Text segment:
--- start ---
By the early 1930s, whether or not the First World War should be commemorated at all, as part of a national act, rather than privately and individually, had become a fiercely contested matter, with many clergy finding themselves under pressure not to hold Remembrance services in their churches. Hostility to such services had many different causes: there were those who thought that remembering that conflict, as a part of an act of institutionalized, official, national observance, kept destructively alive feelings of hatred and bitterness towards the enemy, feelings which inflamed an unhelpful nationalism, and which were seen as fuelling the growing and ever more menacing tensions within an increasingly militarized, increasingly fascist Europe.
Some in the 1930s felt that, on a personal level, such services were an annual disruption to the slow healing work of mourning and grieving, through which survivors struggled to make their way towards some sort of acceptance, some ability to move on and live a life without the men who once gave life so much of its meaning.
And yet others were frankly bored. If you’d been born in 1914, you were only four when the war ended, and by 1932 you were eighteen, already on the cusp of adulthood, and the War was ancient history. Why stay tied to the past when, in so many important senses, it wasn’t even your past? Women still only in their late twenties and early thirties, who had served in the War zone, as nurses or members of the Women's Auxiliary Forces, and who knew that women, like men, were wounded and killed on active service, have recorded their anger, hurt and incomprehension at the attitude of younger women, ignorant or simply indifferent to the losses sustained by those only a few years older than themselves. But, for many of those younger women, the War was just so boring.
Over recent years, we have seen a resurgence, an increasing ‘popularity’ if I may put it that way, for the outward signs of national remembering. Not so long ago, the observance of the Two Minute Silence on 11 November itself, at 11 a.m., the eleventh hour of the eleventh day of the eleventh month, had been almost universally abandoned in Britain. Instead, the Two Minute silence was mainly reserved for Remembrance Sunday. Whether or not The Sun newspaper is right in insisting that it was its campaign to reinstate it which saw its return, it is nevertheless the case that, now, on 11 November itself, railway stations, banks, some big retail chains, routinely ‘invite’ passengers and customers, to ‘join the staff’ by remaining silent, and many do.
--- end ---
Excerpted records:
--- start ---
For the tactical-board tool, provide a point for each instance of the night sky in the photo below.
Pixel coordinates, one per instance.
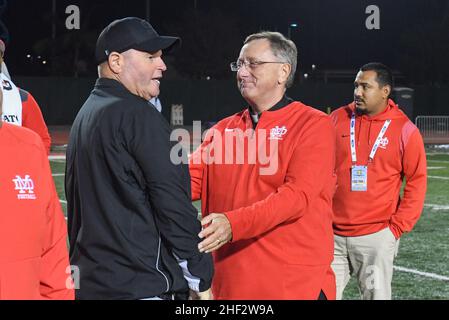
(413, 36)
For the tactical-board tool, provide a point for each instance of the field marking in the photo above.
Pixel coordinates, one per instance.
(441, 161)
(438, 177)
(56, 157)
(420, 273)
(58, 174)
(436, 206)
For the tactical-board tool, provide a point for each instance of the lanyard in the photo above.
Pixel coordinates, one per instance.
(376, 144)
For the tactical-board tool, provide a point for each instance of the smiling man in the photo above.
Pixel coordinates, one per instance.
(133, 230)
(270, 231)
(377, 147)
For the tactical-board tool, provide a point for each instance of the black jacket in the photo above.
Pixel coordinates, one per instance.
(131, 221)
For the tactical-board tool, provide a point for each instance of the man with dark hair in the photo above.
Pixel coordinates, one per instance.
(268, 218)
(132, 227)
(19, 106)
(377, 147)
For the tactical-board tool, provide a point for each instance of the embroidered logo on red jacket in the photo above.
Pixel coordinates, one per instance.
(25, 186)
(383, 143)
(277, 133)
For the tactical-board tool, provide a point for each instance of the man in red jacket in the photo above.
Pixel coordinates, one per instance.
(34, 262)
(265, 178)
(20, 108)
(377, 147)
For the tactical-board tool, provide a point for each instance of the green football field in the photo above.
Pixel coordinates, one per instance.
(422, 265)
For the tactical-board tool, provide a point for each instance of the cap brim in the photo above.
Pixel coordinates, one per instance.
(167, 44)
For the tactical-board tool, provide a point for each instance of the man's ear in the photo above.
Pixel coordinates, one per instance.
(284, 72)
(386, 90)
(115, 62)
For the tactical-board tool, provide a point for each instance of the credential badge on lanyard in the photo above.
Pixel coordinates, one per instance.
(359, 174)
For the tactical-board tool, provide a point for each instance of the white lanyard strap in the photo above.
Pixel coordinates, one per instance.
(376, 144)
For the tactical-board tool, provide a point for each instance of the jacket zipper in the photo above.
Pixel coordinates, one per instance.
(157, 263)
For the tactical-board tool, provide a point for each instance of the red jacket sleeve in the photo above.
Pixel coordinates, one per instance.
(197, 167)
(55, 279)
(308, 173)
(32, 118)
(415, 173)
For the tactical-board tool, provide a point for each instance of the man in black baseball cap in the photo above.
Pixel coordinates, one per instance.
(131, 33)
(133, 230)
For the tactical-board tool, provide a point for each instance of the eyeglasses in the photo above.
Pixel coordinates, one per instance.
(250, 65)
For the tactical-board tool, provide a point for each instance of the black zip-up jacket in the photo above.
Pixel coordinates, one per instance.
(132, 228)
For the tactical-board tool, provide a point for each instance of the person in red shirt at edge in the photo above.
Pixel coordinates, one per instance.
(34, 262)
(20, 108)
(268, 221)
(377, 147)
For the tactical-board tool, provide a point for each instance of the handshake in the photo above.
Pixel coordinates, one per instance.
(204, 295)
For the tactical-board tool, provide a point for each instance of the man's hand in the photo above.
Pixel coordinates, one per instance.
(205, 295)
(217, 233)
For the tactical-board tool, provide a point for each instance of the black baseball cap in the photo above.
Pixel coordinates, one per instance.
(131, 33)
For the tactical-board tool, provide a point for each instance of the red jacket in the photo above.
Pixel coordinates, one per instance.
(32, 118)
(401, 155)
(33, 232)
(281, 222)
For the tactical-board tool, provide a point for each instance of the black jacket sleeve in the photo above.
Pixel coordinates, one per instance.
(168, 185)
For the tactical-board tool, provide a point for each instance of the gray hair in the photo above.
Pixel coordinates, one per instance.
(281, 47)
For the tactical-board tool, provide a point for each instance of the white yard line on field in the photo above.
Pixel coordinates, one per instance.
(420, 273)
(438, 177)
(56, 157)
(436, 206)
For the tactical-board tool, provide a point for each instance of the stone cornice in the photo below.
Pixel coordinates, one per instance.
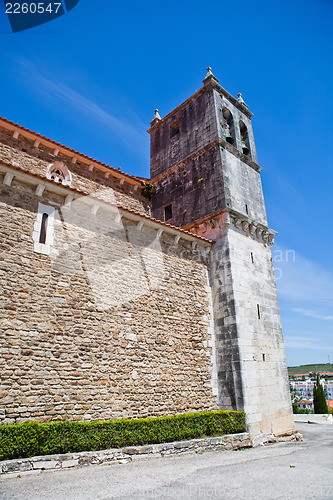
(239, 221)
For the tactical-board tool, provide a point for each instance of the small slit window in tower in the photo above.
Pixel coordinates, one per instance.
(168, 212)
(174, 129)
(43, 229)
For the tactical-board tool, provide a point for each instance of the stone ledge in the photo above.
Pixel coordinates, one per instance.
(124, 455)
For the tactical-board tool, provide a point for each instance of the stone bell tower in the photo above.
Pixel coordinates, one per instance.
(207, 180)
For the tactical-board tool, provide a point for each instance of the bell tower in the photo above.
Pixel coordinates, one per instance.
(207, 180)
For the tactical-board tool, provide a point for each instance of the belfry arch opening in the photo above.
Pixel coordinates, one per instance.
(228, 126)
(245, 143)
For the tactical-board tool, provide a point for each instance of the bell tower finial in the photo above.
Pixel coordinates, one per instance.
(209, 77)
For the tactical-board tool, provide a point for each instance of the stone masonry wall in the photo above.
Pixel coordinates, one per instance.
(113, 323)
(265, 382)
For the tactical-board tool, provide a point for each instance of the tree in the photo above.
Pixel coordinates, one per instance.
(319, 400)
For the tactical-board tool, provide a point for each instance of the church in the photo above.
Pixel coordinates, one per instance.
(126, 297)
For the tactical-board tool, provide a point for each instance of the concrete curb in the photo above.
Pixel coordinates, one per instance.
(124, 455)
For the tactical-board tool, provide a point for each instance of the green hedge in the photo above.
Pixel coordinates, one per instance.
(33, 438)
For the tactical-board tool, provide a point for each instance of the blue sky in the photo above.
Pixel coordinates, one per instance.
(92, 79)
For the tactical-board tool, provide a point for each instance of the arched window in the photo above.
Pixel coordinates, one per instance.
(228, 126)
(58, 172)
(244, 138)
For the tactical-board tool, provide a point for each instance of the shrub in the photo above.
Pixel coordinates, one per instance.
(319, 399)
(34, 438)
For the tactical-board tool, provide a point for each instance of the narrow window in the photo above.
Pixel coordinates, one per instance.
(174, 129)
(43, 228)
(168, 212)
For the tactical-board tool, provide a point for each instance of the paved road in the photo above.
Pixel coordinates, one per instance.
(260, 473)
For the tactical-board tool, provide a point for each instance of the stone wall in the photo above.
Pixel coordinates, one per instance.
(113, 323)
(21, 152)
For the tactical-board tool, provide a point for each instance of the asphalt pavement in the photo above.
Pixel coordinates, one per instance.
(294, 470)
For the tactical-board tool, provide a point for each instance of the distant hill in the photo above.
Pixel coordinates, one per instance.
(324, 367)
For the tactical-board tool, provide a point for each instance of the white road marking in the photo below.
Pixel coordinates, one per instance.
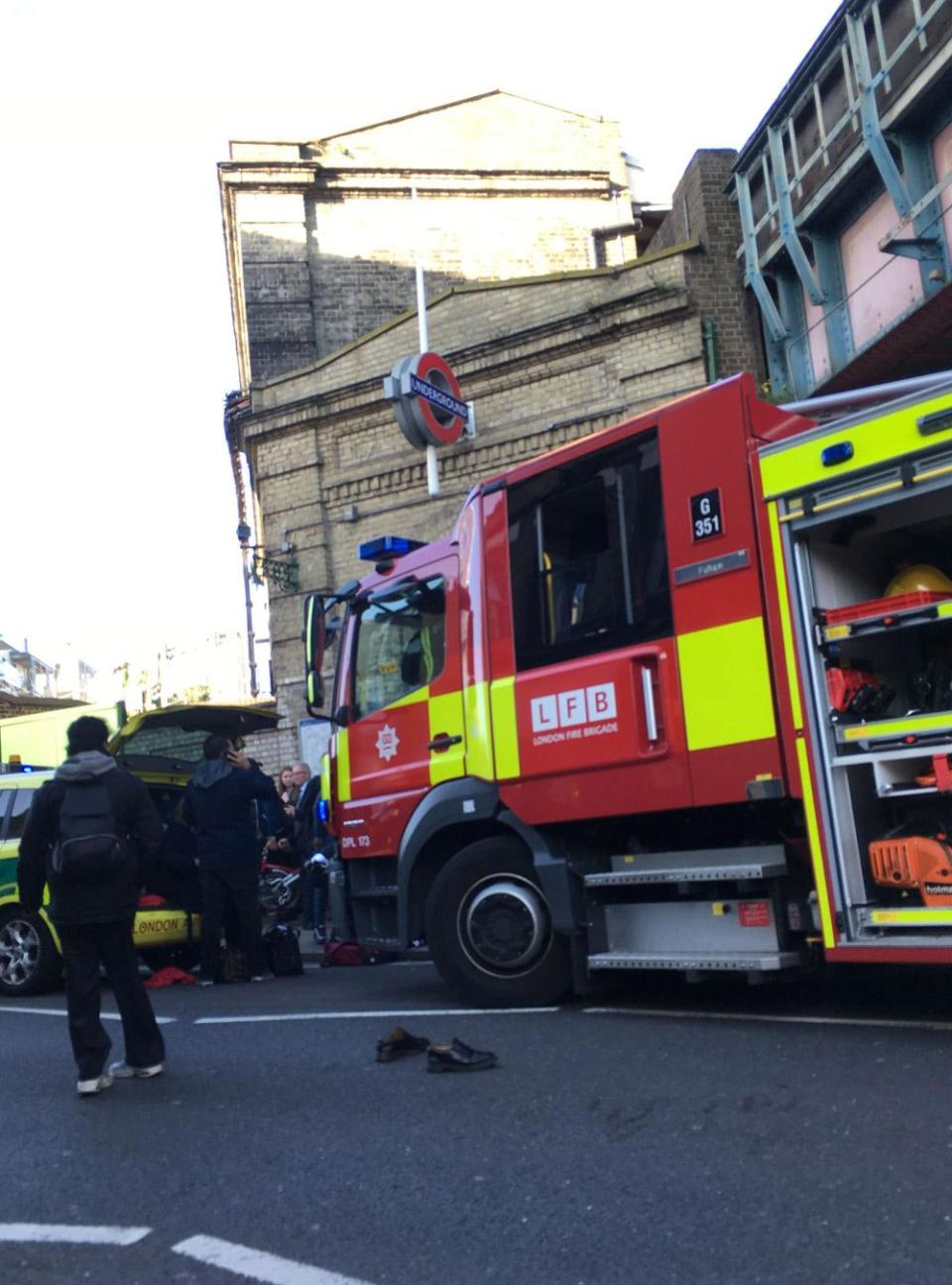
(61, 1012)
(64, 1233)
(791, 1019)
(256, 1264)
(313, 968)
(375, 1015)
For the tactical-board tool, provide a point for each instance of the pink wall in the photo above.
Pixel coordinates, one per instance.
(879, 286)
(818, 347)
(942, 159)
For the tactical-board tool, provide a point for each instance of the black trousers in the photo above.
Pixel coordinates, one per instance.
(85, 949)
(230, 893)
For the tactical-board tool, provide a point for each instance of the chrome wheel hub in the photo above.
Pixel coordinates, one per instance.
(20, 951)
(505, 924)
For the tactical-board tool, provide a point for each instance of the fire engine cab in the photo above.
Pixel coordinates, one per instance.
(677, 695)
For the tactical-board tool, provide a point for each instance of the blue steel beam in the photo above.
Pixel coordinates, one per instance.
(787, 224)
(769, 308)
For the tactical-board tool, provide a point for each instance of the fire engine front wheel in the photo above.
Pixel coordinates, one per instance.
(490, 930)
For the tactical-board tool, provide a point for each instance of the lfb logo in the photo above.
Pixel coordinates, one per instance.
(573, 708)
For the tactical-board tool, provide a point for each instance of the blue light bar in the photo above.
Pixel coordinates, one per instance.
(837, 454)
(387, 546)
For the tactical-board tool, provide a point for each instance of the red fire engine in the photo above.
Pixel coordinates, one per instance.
(677, 695)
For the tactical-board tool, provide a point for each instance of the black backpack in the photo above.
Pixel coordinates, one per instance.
(283, 951)
(90, 847)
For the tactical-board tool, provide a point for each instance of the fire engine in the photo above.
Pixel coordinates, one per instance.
(676, 695)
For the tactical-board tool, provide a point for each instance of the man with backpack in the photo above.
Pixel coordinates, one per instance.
(87, 834)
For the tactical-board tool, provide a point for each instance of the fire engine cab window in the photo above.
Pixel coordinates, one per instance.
(400, 643)
(587, 556)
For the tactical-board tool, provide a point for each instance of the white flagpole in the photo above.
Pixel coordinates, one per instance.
(431, 465)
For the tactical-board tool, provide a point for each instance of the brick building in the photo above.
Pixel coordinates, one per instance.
(552, 320)
(320, 235)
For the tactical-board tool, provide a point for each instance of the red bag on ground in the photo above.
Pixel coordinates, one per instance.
(343, 955)
(170, 977)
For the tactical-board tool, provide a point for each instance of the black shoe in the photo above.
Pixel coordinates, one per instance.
(400, 1044)
(459, 1056)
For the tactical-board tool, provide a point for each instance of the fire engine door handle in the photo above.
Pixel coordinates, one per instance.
(648, 693)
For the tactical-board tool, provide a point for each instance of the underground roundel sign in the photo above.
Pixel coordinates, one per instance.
(426, 402)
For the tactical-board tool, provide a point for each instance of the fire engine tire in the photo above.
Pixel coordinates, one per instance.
(490, 932)
(30, 962)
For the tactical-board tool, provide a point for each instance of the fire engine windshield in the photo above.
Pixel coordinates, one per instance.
(400, 643)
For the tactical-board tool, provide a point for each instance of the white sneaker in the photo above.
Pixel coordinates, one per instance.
(122, 1071)
(87, 1088)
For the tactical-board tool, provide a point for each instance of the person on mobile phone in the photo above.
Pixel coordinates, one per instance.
(218, 806)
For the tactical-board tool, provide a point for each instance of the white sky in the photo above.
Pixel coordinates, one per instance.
(117, 509)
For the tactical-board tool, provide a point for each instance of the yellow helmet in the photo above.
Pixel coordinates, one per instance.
(920, 578)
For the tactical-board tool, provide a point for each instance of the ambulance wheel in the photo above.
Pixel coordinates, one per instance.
(490, 932)
(30, 962)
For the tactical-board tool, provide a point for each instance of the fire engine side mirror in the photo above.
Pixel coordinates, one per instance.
(315, 642)
(313, 693)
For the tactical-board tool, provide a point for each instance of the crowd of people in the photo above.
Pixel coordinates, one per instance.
(95, 838)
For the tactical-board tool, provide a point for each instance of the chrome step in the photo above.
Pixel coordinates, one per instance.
(740, 962)
(703, 865)
(378, 892)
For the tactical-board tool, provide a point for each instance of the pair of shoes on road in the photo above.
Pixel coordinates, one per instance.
(118, 1071)
(439, 1058)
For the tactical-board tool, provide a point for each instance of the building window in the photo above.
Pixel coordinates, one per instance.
(401, 643)
(587, 556)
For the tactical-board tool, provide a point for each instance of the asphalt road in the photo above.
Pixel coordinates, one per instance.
(676, 1135)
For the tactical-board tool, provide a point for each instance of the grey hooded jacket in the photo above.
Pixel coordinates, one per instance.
(113, 898)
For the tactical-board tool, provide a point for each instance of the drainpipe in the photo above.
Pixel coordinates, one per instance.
(708, 335)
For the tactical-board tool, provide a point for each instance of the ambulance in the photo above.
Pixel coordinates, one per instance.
(162, 747)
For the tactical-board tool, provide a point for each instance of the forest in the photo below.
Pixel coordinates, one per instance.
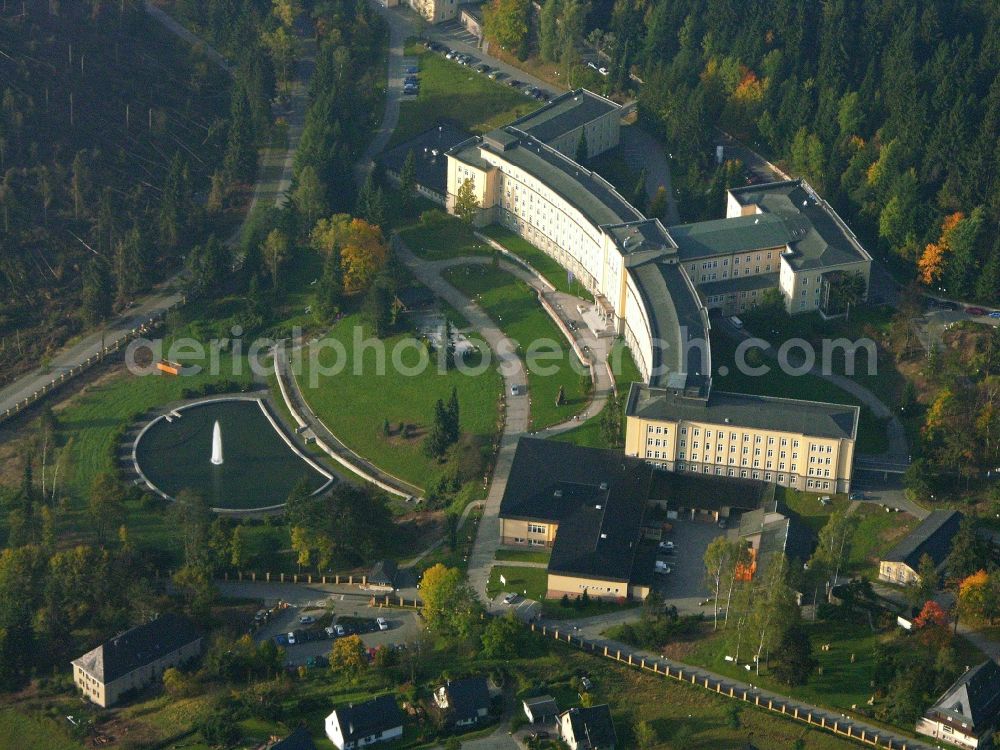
--- end ---
Directives:
- a) Reproduce verbatim the part of the remembrance passage that opens with the words containing "By the early" and closes with "increasingly fascist Europe.".
- b) Identify each line of the listing that includes the string "green", matching case exactly.
The remembrance passage and the listing were drawn from unrelated sources.

Responses to the exercise:
- a)
By the early 1930s, whether or not the First World War should be commemorated at all, as part of a national act, rather than privately and individually, had become a fiercely contested matter, with many clergy finding themselves under pressure not to hold Remembrance services in their churches. Hostility to such services had many different causes: there were those who thought that remembering that conflict, as a part of an act of institutionalized, official, national observance, kept destructively alive feelings of hatred and bitterness towards the enemy, feelings which inflamed an unhelpful nationalism, and which were seen as fuelling the growing and ever more menacing tensions within an increasingly militarized, increasingly fascist Europe.

- b)
For the tactical-board tool, provide a point for each instance of the green football field in the photo above.
For the tactical-board tool, provide a point for each instance of the green hedge in the photo above.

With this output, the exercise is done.